> Problem requirements
Everything in the listing that follows should be reproduced exactly except the pictures.
━━━━━━━━━━━━━━━━━━━━
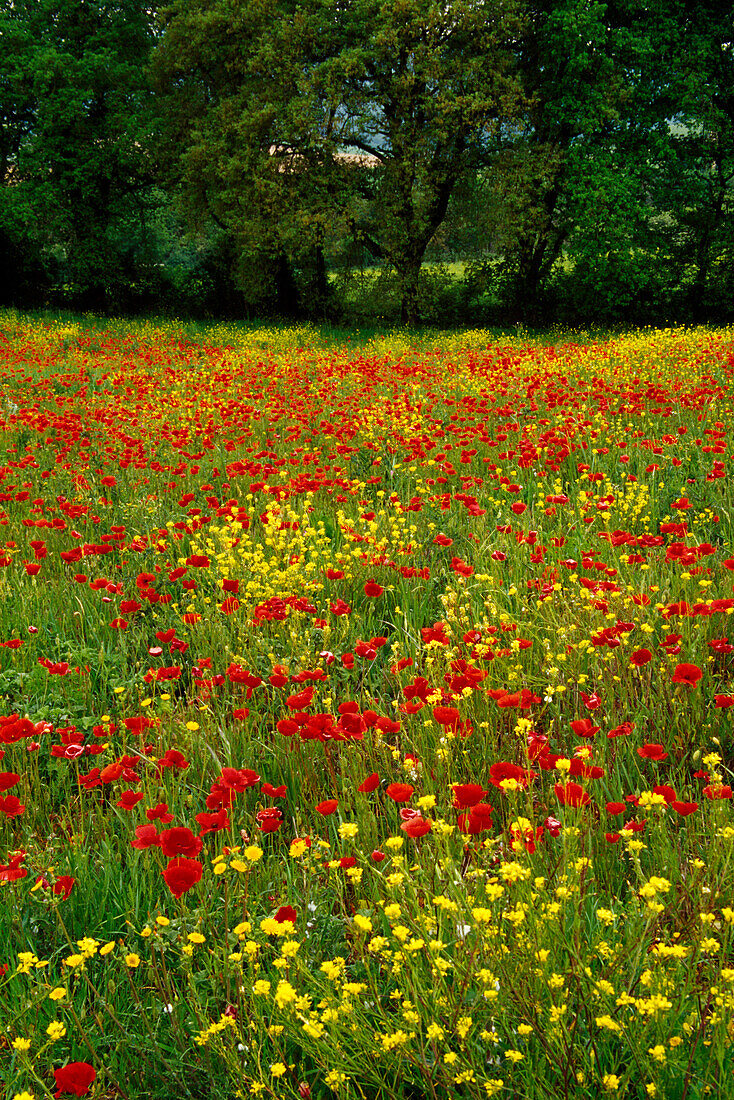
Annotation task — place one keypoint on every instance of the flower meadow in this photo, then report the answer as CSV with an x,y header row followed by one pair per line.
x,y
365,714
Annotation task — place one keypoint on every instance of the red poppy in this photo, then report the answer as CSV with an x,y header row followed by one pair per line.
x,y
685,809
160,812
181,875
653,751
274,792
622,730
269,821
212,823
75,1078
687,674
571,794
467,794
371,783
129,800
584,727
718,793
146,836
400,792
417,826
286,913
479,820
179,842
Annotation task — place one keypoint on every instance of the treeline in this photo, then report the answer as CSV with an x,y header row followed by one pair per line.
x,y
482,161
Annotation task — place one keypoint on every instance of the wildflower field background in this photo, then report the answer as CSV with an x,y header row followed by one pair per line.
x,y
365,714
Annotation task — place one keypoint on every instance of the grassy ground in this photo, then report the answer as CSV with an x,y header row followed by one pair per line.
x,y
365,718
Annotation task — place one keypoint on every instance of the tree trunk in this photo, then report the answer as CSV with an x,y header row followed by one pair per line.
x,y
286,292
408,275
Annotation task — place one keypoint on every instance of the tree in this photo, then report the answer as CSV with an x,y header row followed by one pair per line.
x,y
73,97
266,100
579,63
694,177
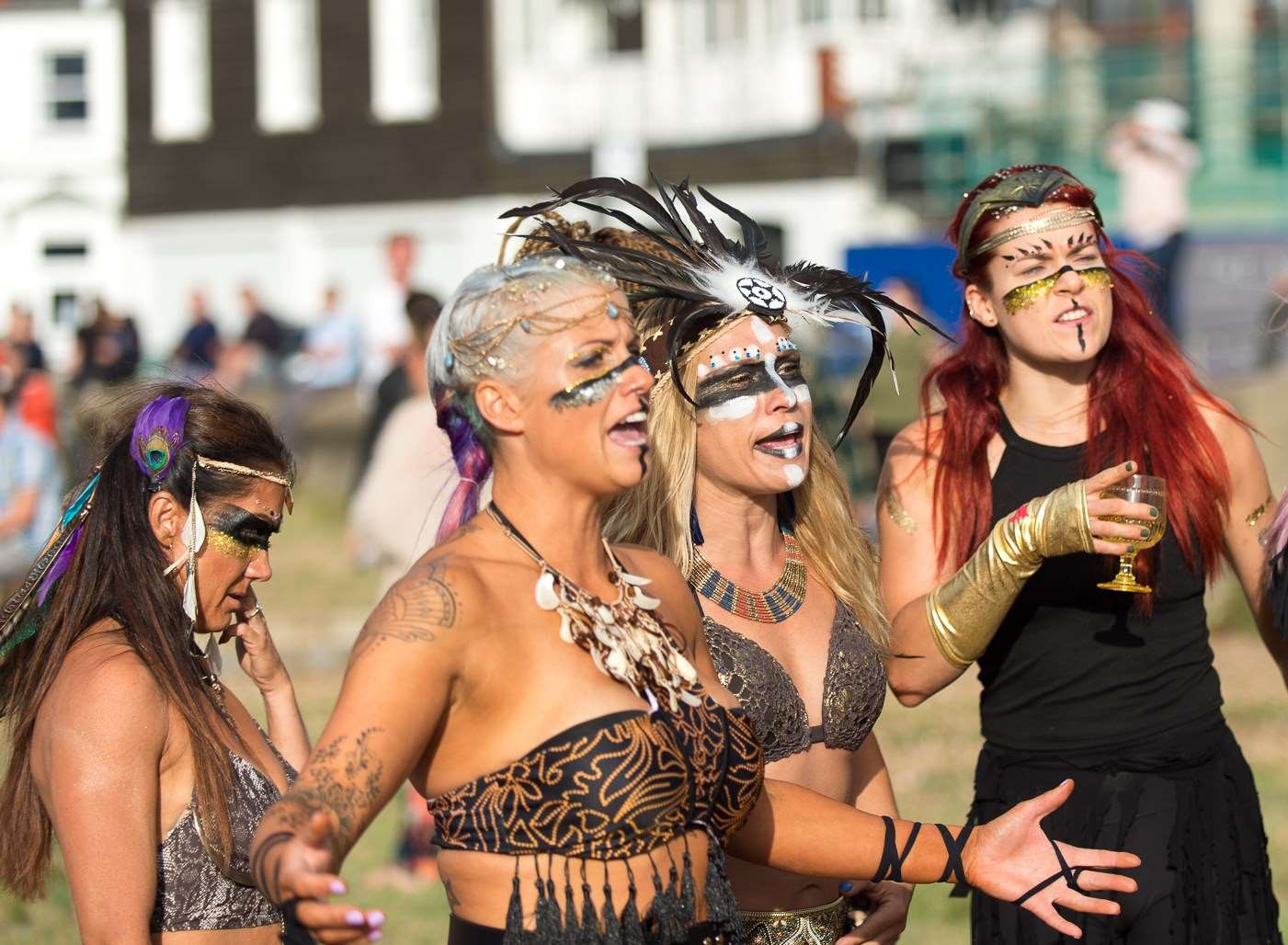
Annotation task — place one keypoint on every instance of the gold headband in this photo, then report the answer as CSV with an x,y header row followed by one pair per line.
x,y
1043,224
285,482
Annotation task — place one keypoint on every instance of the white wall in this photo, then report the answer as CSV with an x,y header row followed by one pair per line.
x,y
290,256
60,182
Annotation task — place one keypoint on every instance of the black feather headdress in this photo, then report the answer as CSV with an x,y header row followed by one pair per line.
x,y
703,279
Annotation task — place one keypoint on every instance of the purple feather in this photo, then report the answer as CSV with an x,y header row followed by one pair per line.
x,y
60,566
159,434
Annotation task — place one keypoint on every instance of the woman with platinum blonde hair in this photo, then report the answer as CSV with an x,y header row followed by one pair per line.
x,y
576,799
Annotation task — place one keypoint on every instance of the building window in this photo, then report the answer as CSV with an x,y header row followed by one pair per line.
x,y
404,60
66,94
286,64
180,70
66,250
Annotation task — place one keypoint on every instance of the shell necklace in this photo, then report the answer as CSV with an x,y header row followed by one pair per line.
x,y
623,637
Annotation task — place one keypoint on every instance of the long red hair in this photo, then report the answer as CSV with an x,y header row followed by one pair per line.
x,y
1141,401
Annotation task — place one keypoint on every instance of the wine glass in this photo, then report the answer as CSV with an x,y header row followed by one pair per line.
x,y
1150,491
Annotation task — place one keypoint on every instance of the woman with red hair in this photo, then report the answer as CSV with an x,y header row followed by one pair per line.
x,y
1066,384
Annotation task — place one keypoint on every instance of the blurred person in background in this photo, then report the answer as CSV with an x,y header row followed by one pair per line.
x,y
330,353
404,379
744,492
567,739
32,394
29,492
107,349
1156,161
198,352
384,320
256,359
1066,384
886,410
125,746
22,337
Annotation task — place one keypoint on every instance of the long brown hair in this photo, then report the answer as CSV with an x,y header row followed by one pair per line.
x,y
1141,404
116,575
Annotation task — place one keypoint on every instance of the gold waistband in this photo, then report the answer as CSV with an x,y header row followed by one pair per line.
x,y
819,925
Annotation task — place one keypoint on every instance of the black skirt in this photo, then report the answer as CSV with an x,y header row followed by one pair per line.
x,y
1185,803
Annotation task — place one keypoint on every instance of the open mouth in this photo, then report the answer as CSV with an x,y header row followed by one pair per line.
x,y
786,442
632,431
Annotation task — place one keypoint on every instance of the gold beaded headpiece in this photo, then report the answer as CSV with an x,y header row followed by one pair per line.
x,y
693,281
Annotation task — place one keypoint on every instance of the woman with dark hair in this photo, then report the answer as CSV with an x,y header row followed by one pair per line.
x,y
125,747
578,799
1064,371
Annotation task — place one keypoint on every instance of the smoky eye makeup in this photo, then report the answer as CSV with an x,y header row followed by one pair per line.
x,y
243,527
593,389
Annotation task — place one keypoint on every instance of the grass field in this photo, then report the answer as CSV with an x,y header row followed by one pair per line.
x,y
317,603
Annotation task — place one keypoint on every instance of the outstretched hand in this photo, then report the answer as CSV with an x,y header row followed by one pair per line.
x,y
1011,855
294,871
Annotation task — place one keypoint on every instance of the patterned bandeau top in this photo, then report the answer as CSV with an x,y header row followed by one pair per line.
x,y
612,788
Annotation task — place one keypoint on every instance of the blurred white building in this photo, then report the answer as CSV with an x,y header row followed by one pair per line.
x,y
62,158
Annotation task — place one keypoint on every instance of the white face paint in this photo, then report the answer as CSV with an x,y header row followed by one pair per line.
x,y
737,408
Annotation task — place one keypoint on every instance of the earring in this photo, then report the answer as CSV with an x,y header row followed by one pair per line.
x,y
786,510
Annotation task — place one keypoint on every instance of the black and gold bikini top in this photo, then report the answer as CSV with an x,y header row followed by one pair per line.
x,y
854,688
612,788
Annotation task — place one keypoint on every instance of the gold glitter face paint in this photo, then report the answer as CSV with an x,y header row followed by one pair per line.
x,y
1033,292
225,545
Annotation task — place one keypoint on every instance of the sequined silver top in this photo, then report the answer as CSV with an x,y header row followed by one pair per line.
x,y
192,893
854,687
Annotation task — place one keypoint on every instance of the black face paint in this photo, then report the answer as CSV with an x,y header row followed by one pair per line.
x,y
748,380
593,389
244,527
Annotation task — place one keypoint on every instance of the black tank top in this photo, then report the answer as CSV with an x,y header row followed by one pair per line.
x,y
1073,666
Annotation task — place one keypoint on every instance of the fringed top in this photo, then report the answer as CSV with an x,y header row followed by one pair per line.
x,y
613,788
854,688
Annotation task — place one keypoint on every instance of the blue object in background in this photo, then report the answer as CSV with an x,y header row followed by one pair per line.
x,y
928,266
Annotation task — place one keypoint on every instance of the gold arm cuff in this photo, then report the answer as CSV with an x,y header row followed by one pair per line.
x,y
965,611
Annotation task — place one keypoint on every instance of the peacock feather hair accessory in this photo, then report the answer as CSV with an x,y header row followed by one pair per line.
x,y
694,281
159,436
━━━━━━━━━━━━━━━━━━━━
> Result below
Annotation task — place one keypoint on every instance of the flower meadow in this photo, then report the answer as CSV with an x,y header row followed by one pair per line.
x,y
365,714
Annotation task — place one keypoint on every instance of the red poppy in this photo, then report the answer as CSV with an x,y header row followed by one pair per line.
x,y
685,809
160,812
181,875
653,751
274,792
622,730
269,821
212,823
75,1078
687,674
571,794
467,794
371,783
129,800
584,727
718,793
146,836
400,792
417,826
286,913
479,820
179,842
Annotation task — place one keypoint on every instance of the treeline in this photo, then report the answer as CSV with an x,y header row followed by one pair per line.
x,y
482,161
Annotation task — place one keypoint on every instance of the wildflower field background in this photo, then report the answer as CSV with an x,y header row followed by one pair per line.
x,y
365,714
Annotation task — place one keypoint on every instance of the grassy ground in this photo, then report the answer as CSV with an x,y header row followed by one pair per line.
x,y
365,718
Annotation task — place one keypoint on every instance of the tree trunk in this photo, then report the answer as CSV with an x,y header row followed by one pair per line.
x,y
286,292
408,275
Annotation task — place one keypoint on every instance of the tree in this photo, then report the answer as CSV with an x,y header row followed by one pair per line.
x,y
73,97
266,100
579,63
694,177
Annotation task — place one keypoint on every instance of the gold headband in this photo, then report the answer as CSV with an x,y header row followed by one pair per line.
x,y
1043,224
285,482
Annotation task — place one keypoint on every instance of the white wall in this photo, then report the answer as CSV with an x,y header row followed by one pair per line.
x,y
290,256
60,182
Annotation task — place one keypoint on every instance of the black feather headdress in this photo, then report the answer as CSV with an x,y header row followed by one pair per line.
x,y
703,279
Annotation task — place one keypoint on every instance of the purple feather in this photo, then report the answer as CSV with an x,y header row followed by one pair per line.
x,y
60,566
159,434
Annotation task — place one keypoint on every instance of the woman with platinum blonde hair in this photo, then report the answer as CSV with an x,y header row followed by one pair per line.
x,y
576,799
Annotation task — place one keypoint on every instance of the building window in this photo, then report the answer as CSV with an x,y header row followed by one pair per line.
x,y
404,60
66,94
286,64
180,70
66,250
Annotation task — place one keypoint on every instance of the shell necklace in this photo, then report the answer as CSV with an x,y header row followed by one pair per line.
x,y
623,637
Annotation task — place one keypoint on every instance of the long red hair in this photo, then report the answer as CSV with an x,y header row followed by one pair per line.
x,y
1141,401
Annotation task — place one keypoint on every instance of the wine glass in this photo, then report the answer as CSV with an x,y header row followed by one pair per line.
x,y
1150,491
Annotation task — place one keypoint on every instance of the woman with red hair in this photo, then report the answer as CSV with an x,y header row followed by one pair per line.
x,y
1066,384
Annotation task — place one keypoint on every instance of the blurred person in background in this photo, then report the answer as CSV with an x,y header row followed by one pair per line.
x,y
330,353
404,379
744,492
567,739
32,394
29,492
107,349
1156,161
198,352
384,320
256,359
1066,384
886,410
125,746
22,337
Annotation task — place one keypoint on every instance of the long brown hair in this photo, then report the answer as CSV with an x,y header row followed by one pair per line.
x,y
1141,404
116,575
Annotation task — place one keypoint on every instance of the gold waistband in this photo, then report the answer as CSV with an x,y header row followed by one pair per line.
x,y
819,925
Annotation task — place one keypoint on every instance of the black skirt in this photo, then report the answer as CSV with an x,y header row followed by one pair per line.
x,y
1185,803
Annotation task — place one keypoint on every instance of the open mouth in this photo, then report the answer as CSV with an x,y header row followed by one pair per line.
x,y
786,442
632,431
Annotation task — place one keypoint on every instance of the gold beaded headpiece in this photo, then report the answer as CSV with an x,y header row followed by one pair per line.
x,y
693,281
Annotation task — place one keypoint on every instance of the woman with dark hair in this photo, then report the answer as CSV with an x,y header row followed by one pair per line.
x,y
125,747
578,799
1064,371
Annotation task — place one keypoint on every instance of the smoky eye makeup in this photo, then report the answer as CSV with an x,y header row followed by one pair per line.
x,y
243,527
593,389
Annotation task — place one keypoint on every instance of the grass field in this photo, then report the answer as CSV with an x,y header row followed by one pair per line.
x,y
317,603
Annotation task — place one keypoint on every instance of the outstretched hand in this photo, then report the answer as CSV with an x,y header row followed by one pair per line.
x,y
1011,855
294,871
Annotation task — place one keypoint on every instance of the patterned bandeau top in this photo, then report the answer as CSV with an x,y header row followed by one pair per line.
x,y
612,788
Annotation task — place one keypoint on every instance of the blurred white building in this photo, then report the answer as CSV with an x,y header row followed by one pair per line.
x,y
62,158
Annotation task — place one keypoint on every instance of the white face paint in this photo, then report the answer as CSV with an x,y header row followed by one pair per line.
x,y
737,408
Annotation task — place one keypoint on every instance of the earring in this photo, then report the answer as CSV with an x,y header row followed by one pair per line.
x,y
786,510
Annotation task — place one keypoint on every instance of the black and gold bikini top in this photo, then report the answer as CSV with an x,y header row followed by one pair per line.
x,y
854,688
612,788
Annotation task — place one keypoint on every instance of the gold glitter face paint in this photo, then report the answer as CSV with an x,y header row followed by one pair per line.
x,y
1033,292
225,545
Annotation task — place one keypoint on every instance of the sequined silver top in this photo, then report the answer as CSV with an x,y header row followed by one pair per line.
x,y
192,893
854,687
Annotation task — place one keypoint on every instance of the black face paint in this photo, then report the answer as CSV with an x,y header row followed by one pair per line.
x,y
748,380
593,389
244,527
Annotation task — place one keypoint on every instance of the black tank top in this photo, then report the answer as CSV with an x,y header row followed by one pair per line.
x,y
1073,666
Annotation task — place one keypoint on every instance of the fringed top in this photo, then report the answer as CSV with an x,y header row followed by one pair per line.
x,y
613,788
854,688
Annotation task — place one keypoint on every instance of the blue object in background in this photo, then report the answer as CSV with an x,y header row followed by one pair per line.
x,y
928,266
Annotation task — place one keypoint on every instance of the gold arm cuff in this photo, then report the answer as CSV with an x,y header row followed by one pair per line.
x,y
965,611
Annotation task — place one keypoint on every instance of the peacock feather hair accessory in this photo, then report the answer as CSV with an x,y header row followed by one pair per line.
x,y
694,281
159,436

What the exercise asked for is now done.